[Task brief] Can you put the lines of the records below into a JSON list of strings, one string per line with blank lines left out, starting at the line that contains "task: outline the sky gradient" and ending at the line that contains "[[[0,76],[189,75],[256,54],[256,1],[0,2]]]", both included?

= = =

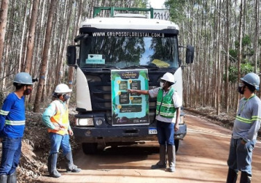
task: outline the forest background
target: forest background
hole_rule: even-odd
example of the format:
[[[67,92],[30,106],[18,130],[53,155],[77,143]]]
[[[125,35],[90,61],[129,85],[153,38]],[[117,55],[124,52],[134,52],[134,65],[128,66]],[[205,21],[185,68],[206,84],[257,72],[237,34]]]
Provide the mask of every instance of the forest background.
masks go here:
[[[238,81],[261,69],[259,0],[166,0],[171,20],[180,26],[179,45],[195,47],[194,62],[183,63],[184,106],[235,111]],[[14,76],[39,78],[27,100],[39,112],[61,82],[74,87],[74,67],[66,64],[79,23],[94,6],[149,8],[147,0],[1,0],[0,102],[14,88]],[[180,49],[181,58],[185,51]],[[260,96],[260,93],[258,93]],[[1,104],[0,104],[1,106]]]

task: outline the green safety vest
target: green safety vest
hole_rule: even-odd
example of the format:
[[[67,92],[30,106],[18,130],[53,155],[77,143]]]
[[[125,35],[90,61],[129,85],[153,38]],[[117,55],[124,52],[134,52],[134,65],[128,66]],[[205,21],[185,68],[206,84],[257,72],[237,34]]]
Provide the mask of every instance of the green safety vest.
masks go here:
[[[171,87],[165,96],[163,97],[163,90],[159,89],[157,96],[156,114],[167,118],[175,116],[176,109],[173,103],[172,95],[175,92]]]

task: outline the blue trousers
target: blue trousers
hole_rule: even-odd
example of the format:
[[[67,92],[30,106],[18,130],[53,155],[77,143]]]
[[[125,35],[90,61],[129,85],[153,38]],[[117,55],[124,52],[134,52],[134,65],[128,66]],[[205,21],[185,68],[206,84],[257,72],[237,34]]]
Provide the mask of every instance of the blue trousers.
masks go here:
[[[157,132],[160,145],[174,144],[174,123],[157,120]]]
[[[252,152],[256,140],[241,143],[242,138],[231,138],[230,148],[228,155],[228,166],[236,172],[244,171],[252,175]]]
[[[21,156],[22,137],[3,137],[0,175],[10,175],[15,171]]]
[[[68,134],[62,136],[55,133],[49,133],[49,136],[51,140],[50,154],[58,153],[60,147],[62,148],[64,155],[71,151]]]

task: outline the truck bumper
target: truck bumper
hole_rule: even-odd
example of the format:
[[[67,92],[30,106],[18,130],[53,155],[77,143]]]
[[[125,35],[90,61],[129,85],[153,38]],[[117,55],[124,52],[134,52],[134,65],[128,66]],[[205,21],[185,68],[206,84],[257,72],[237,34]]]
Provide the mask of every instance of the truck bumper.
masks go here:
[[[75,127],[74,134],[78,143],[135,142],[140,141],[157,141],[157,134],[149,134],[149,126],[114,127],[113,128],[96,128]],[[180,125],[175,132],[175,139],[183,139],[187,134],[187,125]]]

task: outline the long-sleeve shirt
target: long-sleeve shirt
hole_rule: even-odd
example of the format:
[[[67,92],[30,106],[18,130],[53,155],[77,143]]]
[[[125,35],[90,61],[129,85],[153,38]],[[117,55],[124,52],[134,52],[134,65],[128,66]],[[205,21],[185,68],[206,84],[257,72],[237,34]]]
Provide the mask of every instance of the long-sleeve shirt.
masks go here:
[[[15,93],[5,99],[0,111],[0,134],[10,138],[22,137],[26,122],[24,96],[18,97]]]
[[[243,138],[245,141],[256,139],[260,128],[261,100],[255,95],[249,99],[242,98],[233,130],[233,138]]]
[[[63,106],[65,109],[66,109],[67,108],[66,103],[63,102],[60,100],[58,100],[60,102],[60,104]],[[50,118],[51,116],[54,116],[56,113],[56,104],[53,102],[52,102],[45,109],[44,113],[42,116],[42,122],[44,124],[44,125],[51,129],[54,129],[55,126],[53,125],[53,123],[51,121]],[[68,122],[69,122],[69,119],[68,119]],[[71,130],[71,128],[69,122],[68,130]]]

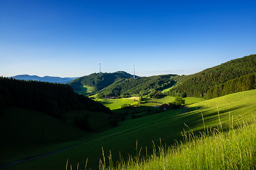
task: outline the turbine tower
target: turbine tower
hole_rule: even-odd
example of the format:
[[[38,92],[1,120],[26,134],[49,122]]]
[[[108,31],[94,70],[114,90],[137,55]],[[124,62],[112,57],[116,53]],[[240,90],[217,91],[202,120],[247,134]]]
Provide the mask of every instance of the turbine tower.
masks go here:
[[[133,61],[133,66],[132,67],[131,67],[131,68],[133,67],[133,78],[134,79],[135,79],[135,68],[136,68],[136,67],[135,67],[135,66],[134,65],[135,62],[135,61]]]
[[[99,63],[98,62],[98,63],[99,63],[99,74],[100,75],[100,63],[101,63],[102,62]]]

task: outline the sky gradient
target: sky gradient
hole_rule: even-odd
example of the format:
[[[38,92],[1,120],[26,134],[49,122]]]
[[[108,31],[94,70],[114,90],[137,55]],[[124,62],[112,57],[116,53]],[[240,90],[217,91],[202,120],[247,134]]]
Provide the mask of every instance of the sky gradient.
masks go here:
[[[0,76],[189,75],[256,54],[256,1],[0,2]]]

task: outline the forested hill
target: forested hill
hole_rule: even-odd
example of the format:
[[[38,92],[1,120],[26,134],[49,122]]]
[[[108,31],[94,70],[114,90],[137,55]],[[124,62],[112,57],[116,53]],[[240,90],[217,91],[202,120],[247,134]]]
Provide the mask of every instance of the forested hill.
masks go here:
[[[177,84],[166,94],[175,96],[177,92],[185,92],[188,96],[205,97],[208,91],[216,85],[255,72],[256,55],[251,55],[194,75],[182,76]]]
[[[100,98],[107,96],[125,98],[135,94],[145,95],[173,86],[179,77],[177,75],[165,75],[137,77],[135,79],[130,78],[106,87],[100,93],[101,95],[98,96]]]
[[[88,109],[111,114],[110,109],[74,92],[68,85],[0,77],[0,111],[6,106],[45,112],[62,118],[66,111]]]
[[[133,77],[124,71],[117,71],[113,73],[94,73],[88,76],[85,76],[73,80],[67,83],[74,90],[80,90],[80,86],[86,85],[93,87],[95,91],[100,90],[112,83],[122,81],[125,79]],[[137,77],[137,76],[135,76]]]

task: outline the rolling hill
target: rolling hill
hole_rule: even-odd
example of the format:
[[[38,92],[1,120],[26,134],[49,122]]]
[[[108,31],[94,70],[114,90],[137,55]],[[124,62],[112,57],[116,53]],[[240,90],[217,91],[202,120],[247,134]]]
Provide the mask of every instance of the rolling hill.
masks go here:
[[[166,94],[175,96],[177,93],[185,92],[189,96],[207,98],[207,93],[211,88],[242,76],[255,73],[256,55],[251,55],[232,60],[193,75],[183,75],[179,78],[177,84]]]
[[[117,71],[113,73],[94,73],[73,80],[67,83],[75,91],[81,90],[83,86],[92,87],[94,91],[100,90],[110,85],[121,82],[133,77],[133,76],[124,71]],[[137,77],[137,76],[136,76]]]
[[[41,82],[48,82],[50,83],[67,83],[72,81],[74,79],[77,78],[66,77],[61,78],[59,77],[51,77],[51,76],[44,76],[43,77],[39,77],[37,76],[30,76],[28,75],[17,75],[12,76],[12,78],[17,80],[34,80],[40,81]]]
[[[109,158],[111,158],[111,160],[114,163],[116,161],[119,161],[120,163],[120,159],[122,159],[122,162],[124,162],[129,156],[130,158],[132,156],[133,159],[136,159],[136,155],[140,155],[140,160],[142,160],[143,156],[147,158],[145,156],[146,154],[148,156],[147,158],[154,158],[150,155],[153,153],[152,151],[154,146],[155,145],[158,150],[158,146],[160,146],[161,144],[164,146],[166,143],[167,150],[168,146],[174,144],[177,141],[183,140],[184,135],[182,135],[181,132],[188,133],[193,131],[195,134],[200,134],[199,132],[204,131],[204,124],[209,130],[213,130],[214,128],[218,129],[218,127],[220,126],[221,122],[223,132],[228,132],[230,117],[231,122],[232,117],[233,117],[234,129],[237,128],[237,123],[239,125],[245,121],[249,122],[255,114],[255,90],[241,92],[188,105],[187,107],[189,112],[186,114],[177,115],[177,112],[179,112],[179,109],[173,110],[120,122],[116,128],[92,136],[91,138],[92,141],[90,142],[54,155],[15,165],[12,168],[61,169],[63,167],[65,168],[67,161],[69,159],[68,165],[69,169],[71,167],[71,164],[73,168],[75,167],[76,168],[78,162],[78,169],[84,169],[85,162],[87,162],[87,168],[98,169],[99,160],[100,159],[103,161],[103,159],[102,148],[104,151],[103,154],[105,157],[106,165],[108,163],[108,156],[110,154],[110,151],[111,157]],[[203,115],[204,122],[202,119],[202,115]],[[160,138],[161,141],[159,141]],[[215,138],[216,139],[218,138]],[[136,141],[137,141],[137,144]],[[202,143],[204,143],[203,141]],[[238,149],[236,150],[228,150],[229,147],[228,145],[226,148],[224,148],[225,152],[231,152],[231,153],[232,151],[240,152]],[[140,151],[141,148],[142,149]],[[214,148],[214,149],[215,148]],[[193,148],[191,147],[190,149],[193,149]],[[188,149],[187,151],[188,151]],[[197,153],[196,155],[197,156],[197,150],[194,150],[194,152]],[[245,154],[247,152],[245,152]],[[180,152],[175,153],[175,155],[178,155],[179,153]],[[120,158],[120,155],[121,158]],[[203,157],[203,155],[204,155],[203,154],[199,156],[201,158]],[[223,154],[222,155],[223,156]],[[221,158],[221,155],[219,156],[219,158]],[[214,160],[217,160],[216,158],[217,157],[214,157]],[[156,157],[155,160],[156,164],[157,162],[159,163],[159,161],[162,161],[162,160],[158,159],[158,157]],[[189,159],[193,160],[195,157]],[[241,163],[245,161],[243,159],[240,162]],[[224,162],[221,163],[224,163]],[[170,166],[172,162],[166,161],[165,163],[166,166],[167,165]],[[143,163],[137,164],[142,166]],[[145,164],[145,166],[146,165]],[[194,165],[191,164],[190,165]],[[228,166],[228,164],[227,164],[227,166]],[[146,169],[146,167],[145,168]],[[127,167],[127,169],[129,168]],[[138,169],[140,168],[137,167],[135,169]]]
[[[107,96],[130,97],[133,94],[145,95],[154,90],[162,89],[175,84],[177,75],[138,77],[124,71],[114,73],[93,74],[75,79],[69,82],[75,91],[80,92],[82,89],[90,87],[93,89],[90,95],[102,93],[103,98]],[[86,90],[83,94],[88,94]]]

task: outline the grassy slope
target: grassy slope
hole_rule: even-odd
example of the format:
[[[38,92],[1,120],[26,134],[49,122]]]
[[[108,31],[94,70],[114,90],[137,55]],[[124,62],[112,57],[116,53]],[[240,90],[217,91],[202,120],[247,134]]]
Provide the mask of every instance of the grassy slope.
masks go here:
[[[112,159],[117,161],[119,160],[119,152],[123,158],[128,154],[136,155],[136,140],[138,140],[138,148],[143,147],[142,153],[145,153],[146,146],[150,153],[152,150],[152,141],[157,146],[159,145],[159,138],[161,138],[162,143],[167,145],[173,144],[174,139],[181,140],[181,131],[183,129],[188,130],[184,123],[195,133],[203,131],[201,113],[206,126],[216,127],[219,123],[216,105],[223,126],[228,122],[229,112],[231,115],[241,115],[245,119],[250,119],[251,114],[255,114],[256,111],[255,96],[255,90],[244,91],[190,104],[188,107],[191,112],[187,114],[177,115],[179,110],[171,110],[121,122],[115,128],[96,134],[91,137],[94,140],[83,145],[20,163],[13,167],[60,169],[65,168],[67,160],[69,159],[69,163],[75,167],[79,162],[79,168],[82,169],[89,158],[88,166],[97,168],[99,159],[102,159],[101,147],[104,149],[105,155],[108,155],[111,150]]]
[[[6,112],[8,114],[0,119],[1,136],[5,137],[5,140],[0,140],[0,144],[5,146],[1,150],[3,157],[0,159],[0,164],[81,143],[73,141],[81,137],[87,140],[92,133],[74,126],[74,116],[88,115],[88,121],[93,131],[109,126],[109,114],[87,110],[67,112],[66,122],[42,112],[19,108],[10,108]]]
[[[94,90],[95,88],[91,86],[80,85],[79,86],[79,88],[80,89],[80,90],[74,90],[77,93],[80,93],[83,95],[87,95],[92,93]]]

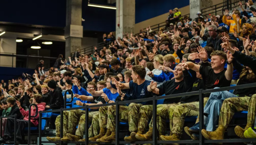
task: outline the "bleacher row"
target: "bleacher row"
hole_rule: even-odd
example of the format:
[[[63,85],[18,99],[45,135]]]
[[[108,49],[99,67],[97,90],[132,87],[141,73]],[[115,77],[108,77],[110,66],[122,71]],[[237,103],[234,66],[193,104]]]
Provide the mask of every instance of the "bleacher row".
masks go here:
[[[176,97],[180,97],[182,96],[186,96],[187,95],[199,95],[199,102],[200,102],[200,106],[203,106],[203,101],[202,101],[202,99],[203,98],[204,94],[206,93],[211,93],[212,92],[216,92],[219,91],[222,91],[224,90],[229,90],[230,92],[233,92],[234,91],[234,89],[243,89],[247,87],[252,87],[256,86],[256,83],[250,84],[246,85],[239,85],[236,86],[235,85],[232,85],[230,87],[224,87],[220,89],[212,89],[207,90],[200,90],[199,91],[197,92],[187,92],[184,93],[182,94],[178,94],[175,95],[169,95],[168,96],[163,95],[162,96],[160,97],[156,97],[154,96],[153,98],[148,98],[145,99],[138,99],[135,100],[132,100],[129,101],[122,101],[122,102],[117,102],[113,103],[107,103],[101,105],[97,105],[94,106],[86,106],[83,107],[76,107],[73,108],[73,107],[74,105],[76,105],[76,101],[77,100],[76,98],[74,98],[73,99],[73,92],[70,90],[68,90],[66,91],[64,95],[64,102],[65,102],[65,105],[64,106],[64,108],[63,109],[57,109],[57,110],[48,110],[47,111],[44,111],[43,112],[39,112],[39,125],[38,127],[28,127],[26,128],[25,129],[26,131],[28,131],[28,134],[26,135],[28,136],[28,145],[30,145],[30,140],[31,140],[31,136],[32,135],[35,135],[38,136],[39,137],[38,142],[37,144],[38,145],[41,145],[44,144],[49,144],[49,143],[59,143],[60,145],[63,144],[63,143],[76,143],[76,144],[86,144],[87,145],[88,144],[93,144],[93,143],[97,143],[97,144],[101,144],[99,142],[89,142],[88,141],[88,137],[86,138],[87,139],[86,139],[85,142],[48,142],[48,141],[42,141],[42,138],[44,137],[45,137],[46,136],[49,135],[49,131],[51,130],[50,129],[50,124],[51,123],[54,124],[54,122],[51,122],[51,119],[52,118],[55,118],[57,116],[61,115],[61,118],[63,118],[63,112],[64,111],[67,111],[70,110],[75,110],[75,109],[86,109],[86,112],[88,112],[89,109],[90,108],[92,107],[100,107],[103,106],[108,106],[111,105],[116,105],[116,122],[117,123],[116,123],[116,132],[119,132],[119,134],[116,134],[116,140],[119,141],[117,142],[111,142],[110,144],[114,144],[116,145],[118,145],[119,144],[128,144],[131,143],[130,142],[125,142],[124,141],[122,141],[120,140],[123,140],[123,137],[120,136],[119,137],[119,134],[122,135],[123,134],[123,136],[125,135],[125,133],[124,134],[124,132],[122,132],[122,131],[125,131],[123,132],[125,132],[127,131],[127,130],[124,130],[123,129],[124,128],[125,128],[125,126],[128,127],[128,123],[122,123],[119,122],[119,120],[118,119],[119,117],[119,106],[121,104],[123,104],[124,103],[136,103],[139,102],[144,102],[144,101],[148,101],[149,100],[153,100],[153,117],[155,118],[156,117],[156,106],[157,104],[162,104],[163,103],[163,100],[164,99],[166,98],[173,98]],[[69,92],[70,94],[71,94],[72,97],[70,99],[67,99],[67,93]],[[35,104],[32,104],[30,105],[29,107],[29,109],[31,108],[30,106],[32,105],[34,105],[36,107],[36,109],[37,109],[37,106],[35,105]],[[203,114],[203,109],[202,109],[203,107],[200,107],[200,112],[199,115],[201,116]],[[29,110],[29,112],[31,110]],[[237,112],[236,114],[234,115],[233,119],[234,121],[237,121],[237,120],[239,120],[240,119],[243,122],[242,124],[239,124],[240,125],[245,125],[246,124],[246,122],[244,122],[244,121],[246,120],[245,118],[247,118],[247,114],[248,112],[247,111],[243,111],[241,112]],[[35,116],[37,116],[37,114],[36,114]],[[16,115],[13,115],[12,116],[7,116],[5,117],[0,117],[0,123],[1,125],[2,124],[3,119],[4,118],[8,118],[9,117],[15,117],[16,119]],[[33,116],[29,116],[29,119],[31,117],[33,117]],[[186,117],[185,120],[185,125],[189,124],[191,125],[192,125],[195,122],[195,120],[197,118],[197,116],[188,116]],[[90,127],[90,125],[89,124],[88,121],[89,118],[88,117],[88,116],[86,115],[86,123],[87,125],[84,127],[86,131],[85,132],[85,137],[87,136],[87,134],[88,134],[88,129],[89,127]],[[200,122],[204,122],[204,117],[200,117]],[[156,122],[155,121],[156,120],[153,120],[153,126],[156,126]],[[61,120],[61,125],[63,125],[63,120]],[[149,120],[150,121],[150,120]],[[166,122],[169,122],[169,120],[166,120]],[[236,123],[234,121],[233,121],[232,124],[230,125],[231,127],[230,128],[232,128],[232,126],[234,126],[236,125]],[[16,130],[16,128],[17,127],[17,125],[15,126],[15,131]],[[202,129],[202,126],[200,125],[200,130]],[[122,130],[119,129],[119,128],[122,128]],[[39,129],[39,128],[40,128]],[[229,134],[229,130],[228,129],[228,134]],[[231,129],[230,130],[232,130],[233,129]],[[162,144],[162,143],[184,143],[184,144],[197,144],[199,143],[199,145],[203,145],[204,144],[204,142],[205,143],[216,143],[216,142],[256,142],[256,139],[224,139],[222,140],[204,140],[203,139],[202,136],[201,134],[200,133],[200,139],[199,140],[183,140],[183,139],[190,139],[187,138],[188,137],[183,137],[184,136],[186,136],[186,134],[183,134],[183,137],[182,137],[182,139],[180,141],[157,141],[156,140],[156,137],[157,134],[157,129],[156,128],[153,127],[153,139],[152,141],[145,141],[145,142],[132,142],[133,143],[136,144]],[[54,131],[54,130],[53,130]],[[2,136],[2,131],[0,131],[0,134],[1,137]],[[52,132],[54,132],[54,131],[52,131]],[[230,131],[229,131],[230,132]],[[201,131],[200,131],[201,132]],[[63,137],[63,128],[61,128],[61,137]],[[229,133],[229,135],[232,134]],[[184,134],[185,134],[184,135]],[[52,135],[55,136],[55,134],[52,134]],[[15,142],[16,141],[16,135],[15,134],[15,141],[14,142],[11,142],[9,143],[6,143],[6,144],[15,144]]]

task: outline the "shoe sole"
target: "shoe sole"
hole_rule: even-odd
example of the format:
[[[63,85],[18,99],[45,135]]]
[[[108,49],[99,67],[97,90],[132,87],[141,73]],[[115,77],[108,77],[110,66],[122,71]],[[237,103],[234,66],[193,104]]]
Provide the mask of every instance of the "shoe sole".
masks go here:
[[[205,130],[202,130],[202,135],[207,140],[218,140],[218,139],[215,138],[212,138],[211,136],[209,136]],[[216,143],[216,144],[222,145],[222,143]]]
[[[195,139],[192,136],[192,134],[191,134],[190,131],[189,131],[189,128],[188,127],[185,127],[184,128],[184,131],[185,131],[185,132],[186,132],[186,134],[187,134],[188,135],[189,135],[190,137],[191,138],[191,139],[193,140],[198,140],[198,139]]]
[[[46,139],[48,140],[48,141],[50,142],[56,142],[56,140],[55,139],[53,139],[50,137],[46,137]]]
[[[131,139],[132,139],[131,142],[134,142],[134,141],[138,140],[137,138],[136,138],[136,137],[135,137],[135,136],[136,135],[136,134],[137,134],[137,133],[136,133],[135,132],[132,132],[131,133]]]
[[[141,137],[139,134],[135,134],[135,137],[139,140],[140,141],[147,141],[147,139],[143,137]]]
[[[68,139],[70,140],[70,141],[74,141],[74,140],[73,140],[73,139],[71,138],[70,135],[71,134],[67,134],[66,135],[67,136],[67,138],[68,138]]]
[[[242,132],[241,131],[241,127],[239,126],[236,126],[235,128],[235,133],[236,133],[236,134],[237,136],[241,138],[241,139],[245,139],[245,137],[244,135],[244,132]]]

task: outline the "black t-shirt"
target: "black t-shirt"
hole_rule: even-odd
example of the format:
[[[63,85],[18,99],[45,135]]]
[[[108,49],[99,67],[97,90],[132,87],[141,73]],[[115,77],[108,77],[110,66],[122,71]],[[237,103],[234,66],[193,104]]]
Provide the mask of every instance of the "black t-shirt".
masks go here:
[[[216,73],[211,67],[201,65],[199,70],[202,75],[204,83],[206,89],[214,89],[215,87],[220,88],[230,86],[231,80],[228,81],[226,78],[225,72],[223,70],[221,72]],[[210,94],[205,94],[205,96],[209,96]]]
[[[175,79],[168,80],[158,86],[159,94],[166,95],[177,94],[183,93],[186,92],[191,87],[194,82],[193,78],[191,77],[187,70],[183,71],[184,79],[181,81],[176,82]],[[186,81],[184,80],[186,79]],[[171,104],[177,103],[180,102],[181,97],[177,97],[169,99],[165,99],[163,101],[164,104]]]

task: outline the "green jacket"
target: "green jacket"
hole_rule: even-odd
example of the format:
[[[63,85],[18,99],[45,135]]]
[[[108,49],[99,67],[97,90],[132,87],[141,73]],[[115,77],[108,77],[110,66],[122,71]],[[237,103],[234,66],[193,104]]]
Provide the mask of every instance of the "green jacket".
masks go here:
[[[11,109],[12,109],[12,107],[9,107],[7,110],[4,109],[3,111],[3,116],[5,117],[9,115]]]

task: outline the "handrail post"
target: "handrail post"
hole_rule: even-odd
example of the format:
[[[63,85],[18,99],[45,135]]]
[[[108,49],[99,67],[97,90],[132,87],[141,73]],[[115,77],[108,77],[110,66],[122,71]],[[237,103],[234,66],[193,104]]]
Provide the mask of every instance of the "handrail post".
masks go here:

= = =

[Written response]
[
  "task: outline the sky gradient",
  "target: sky gradient",
  "hole_rule: even-odd",
  "example of the format:",
  "[[[38,92],[1,120],[26,134],[49,122]]]",
  "[[[108,31],[94,70],[114,90],[137,55]],[[124,62],[112,57],[116,53]],[[240,90],[217,91],[202,120],[247,134]]]",
  "Provide the mask of every instance of the sky gradient.",
  "masks go here:",
  "[[[0,76],[189,75],[256,54],[256,1],[0,2]]]"
]